- [Data for processing]
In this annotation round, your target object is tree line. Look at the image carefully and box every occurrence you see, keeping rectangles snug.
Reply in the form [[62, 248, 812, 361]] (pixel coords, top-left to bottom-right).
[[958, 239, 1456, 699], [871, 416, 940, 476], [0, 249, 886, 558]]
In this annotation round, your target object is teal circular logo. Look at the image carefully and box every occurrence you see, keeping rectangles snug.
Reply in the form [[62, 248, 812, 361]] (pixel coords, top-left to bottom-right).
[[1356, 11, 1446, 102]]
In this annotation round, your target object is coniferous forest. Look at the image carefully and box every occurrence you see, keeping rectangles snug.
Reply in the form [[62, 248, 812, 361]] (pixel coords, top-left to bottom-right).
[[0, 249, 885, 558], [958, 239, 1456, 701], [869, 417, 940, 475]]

- [Do this]
Copy the lines above word for word, from the first to the last.

- [Completed exercise]
In this annotation round, your target object is tree line. Look at the image carefully and box every occurrence you see, keeping rectangles snug.
Reply in the form [[62, 248, 812, 361]] (pixel coords, top-left to bottom-right).
[[958, 239, 1456, 699], [871, 416, 940, 476], [0, 249, 886, 558]]
In this annotation round, your target object is teal circular logo. Look at the image carefully and box every occurrence you see, keeping rectangles snug.
Reply in the form [[62, 248, 812, 361]] (pixel coords, top-left to bottom-right).
[[1356, 11, 1446, 102]]
In this annotation round, your target object is coniferous forest. Look at the image carefully and box every occurrence you see, keeping rectangles snug.
Reply in the form [[62, 248, 812, 361]] (pixel coords, top-left to bottom-right).
[[0, 249, 885, 558], [958, 239, 1456, 701], [869, 417, 940, 475]]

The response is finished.